_QUESTIONS_:
1/ In the article on the Ivy League postponement, write out everything from "Harvard and Princeton" down to "Control and Prevention." again, swapping "pandemic" for "outbreak".
2/ Finish out the next part of the article on the Ivy League postponement, starting after its final sentence.

_PROVIDED TEXT_:
---*---

Harvard, Princeton to not start 2021 season until March at earliest

Photo courtesy of Princeton athletics

Harvard and Princeton at best will have delayed starts to their 2021 seasons.

The Ivy League announced Thursday that it has canceled all winter sports and postponed all spring sports until at least the end of February because of the coronavirus pandemic.

The Ivy League Council of Presidents unanimously voted for the postponement of all athletic events because of the continued spread of the coronavirus. There already have been more than 10 million cases and 241,069 deaths in the United States because of the virus, according to the Center for Disease Control and Prevention.

“Throughout the last nine months, we have asked our campus communities to make extraordinary adjustments in order to do our part in combating the global pandemic and to safeguard the health and wellbeing of our students, faculty members, staff and the communities in which they live and work,” the Ivy League Council of Presidents said in a joint statement. “Regrettably, the current trends regarding transmission of the COVID-19 virus and subsequent protocols that must be put in place are impeding our strong desire to return to intercollegiate athletics competition in a safe manner.”

The council will continue to monitor the pandemic and evaluate any new policies or additional postponements regarding spring sports.

---*---

_INFORMATION SHOWN_:
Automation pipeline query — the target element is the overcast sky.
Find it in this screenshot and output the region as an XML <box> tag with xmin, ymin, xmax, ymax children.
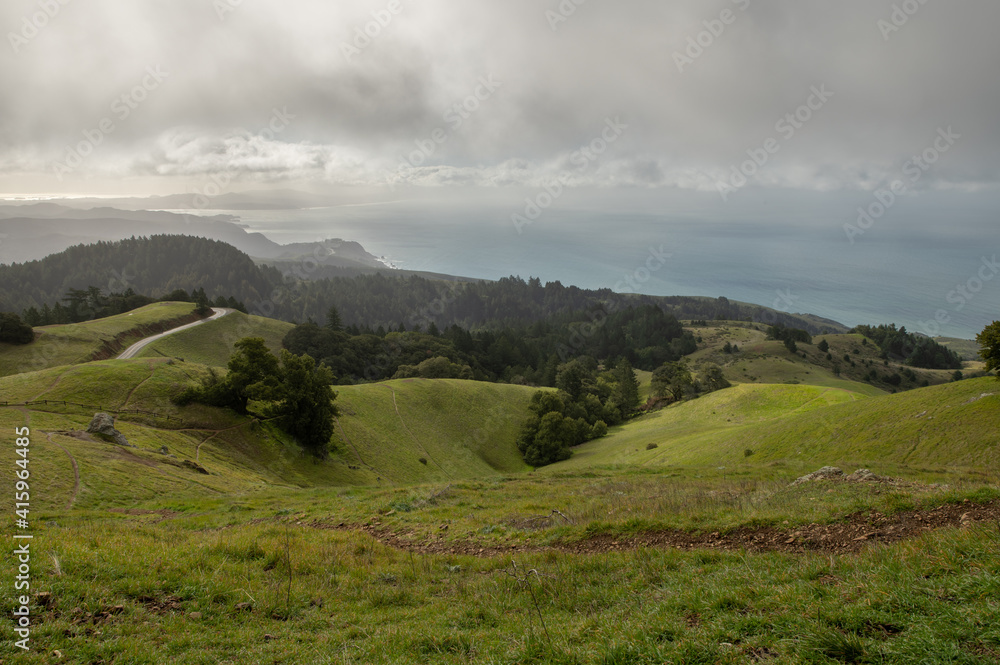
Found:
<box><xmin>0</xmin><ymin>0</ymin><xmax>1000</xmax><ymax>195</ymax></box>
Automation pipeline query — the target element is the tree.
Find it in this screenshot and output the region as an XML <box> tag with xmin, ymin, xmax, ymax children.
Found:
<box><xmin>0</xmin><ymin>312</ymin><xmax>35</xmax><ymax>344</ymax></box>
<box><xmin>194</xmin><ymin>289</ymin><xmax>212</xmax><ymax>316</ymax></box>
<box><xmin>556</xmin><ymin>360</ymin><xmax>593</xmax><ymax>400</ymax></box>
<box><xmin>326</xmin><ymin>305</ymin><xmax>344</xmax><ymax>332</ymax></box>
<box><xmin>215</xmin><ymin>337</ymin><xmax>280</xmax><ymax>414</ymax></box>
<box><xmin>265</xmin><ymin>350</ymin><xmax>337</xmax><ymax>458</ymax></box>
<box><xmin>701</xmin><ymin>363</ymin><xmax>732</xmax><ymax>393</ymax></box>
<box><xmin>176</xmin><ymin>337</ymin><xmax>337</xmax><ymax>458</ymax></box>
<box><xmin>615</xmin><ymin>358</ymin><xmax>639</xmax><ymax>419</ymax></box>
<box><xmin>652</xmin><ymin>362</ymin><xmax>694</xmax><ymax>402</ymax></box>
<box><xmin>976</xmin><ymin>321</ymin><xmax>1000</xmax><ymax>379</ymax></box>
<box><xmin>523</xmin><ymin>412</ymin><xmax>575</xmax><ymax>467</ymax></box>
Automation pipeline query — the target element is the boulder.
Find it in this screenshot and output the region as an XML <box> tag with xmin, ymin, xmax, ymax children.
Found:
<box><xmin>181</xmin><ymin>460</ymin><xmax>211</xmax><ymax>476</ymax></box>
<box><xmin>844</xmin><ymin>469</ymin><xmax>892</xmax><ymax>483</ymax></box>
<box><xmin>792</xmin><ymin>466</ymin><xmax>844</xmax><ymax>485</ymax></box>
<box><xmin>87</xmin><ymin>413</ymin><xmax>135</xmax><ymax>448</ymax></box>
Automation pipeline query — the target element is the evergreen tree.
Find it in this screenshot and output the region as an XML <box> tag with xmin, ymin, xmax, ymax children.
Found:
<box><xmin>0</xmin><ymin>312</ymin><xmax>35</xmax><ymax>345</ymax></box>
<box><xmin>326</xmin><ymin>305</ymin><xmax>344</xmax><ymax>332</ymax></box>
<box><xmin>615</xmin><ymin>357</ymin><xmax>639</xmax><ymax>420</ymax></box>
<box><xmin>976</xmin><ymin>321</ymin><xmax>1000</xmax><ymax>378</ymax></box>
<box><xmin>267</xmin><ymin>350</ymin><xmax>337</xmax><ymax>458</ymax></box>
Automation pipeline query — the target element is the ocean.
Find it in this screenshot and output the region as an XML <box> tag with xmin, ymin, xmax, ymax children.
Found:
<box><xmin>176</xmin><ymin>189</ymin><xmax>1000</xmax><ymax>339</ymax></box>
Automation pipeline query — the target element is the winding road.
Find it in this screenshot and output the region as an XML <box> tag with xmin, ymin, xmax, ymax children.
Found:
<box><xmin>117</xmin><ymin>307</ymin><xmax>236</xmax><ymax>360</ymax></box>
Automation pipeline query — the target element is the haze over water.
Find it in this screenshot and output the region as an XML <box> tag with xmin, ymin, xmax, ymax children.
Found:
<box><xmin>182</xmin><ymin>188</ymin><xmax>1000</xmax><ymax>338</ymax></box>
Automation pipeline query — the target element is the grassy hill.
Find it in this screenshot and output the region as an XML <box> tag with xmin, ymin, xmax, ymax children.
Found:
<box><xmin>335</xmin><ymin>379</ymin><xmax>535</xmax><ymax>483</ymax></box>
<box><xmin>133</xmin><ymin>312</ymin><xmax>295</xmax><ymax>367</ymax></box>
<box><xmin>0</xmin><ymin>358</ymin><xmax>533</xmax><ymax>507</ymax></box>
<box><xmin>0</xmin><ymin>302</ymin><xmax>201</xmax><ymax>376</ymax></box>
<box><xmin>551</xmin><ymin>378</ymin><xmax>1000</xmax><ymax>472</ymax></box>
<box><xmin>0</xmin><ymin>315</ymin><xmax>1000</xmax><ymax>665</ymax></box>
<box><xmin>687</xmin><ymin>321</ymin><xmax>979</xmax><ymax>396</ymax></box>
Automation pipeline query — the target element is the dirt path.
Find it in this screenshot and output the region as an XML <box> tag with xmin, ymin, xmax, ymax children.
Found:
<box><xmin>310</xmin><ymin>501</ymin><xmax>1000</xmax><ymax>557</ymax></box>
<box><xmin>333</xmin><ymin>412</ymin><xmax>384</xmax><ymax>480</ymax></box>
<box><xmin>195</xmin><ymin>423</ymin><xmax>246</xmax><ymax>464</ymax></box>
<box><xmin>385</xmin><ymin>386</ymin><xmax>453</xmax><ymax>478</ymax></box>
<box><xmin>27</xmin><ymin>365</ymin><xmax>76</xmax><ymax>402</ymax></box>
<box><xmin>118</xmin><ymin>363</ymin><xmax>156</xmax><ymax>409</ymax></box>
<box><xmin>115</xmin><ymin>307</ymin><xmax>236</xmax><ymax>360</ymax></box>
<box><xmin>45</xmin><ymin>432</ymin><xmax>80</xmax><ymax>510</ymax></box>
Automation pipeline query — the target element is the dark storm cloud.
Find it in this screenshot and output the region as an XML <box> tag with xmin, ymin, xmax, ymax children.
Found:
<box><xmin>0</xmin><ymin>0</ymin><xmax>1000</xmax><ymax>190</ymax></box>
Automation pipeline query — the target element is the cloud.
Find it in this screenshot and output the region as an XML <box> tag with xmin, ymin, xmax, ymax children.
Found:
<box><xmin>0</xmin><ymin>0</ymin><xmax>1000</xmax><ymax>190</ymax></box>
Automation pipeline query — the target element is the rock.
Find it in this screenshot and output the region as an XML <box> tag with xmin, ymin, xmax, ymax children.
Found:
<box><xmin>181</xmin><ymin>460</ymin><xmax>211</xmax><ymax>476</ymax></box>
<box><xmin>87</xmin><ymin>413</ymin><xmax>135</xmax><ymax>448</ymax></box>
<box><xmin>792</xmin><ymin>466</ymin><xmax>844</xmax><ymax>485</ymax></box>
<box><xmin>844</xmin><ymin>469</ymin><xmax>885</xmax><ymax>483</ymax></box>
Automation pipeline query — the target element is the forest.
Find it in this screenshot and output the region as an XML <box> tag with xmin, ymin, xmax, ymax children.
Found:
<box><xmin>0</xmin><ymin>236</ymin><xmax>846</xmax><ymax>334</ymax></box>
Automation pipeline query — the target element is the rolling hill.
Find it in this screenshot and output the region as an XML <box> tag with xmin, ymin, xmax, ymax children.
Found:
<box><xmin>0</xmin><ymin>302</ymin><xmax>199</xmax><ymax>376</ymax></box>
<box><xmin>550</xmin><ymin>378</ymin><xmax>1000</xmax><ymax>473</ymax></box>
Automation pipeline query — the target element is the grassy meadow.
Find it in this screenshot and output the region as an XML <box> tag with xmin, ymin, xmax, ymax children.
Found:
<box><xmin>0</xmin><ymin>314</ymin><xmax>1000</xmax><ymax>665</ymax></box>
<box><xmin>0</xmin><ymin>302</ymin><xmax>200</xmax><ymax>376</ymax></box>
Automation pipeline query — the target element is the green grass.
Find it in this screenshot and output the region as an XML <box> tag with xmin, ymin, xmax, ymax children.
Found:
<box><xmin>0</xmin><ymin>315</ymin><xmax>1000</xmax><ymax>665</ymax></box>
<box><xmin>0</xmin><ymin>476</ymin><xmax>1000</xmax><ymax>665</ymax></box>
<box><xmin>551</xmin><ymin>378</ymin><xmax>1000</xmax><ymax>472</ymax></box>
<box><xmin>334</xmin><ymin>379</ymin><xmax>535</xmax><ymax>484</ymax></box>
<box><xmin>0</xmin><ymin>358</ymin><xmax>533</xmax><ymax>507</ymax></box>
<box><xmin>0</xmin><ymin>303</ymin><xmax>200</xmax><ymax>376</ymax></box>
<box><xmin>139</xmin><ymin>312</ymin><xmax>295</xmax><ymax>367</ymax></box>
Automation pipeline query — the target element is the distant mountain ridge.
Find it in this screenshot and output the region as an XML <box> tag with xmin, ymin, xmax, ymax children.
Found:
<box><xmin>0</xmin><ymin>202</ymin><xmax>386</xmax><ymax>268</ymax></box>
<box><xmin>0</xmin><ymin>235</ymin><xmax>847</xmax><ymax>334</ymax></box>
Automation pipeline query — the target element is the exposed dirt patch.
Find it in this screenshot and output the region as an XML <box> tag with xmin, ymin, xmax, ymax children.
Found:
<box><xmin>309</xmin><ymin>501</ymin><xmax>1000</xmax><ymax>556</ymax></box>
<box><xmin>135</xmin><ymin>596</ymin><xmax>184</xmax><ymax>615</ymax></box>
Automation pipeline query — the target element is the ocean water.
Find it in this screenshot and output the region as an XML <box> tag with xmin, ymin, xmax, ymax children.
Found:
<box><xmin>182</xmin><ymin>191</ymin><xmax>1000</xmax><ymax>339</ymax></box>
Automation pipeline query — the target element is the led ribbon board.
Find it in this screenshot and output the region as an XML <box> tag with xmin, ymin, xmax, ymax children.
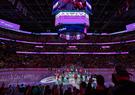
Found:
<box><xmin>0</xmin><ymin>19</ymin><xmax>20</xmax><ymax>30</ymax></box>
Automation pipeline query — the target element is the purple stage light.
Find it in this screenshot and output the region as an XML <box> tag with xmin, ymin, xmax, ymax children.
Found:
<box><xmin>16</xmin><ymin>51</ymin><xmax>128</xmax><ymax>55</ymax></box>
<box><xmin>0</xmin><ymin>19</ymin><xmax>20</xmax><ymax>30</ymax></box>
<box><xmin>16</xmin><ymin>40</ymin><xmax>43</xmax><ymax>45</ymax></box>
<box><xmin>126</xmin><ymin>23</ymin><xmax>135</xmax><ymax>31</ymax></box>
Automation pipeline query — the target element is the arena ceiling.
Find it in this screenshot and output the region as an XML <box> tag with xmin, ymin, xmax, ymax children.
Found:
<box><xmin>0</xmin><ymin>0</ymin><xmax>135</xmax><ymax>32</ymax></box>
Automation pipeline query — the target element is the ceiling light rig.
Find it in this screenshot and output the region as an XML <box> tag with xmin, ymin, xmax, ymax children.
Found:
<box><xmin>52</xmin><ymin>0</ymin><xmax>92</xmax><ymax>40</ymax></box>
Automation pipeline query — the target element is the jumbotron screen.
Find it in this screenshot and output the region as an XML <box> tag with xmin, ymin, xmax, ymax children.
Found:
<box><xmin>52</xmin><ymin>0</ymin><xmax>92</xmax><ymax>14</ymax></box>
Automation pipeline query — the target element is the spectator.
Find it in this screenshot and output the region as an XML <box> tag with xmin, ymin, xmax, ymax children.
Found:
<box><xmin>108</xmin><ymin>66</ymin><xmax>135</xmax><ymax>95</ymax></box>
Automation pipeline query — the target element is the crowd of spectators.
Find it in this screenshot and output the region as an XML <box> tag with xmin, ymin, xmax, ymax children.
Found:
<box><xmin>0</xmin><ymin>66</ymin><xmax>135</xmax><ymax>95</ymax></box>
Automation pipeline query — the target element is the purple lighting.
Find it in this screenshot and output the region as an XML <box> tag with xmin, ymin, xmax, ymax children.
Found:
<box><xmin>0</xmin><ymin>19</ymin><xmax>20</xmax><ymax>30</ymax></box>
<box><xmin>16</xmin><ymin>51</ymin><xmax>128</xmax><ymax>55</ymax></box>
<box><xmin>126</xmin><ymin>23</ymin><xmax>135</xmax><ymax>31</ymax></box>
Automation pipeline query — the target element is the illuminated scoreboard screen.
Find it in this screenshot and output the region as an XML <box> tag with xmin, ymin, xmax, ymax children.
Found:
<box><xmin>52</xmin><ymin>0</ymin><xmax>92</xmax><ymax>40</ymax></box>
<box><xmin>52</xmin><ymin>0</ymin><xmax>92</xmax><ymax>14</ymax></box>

---*---

_OUTPUTS IN ORDER_:
1/
Harvard and Princeton at best will have delayed starts to their 2021 seasons.

The Ivy League announced Thursday that it has canceled all winter sports and postponed all spring sports until at least the end of February because of the coronavirus outbreak.

The Ivy League Council of Presidents unanimously voted for the postponement of all athletic events because of the continued spread of the coronavirus. There already have been more than 10 million cases and 241,069 deaths in the United States because of the virus, according to the Center for Disease Control and Prevention.

2/
Despite the men’s volleyball regular season starting in January, the NCAA considers it a spring sport in part because its national championship is played in May.

Both Harvard and Princeton are the only Ivy League schools with men’s volleyball programs and compete in the EIVA.

A delayed start for the two teams season could create some scheduling challenges for the EIVA, commissioner Russ Yurk told Off the Block on Thursday.

“At this point the postponement impacts the EIVA conference schedule,” Yurk said. “We’re looking at a number of options and are hopeful all of our student-athletes are able to compete this season.”

Princeton remains the defending EIVA championship and was in second place in the conference when the 2020 season was canceled because of the pandemic. The Tigers also have multiple starters remaining on their roster from their 2019 team that reached the NCAA Tournament for the program’s first time in 21 years.

Harvard won the 2018 EIVA championship and ended the shortened 2020 season in fifth place in the EIVA.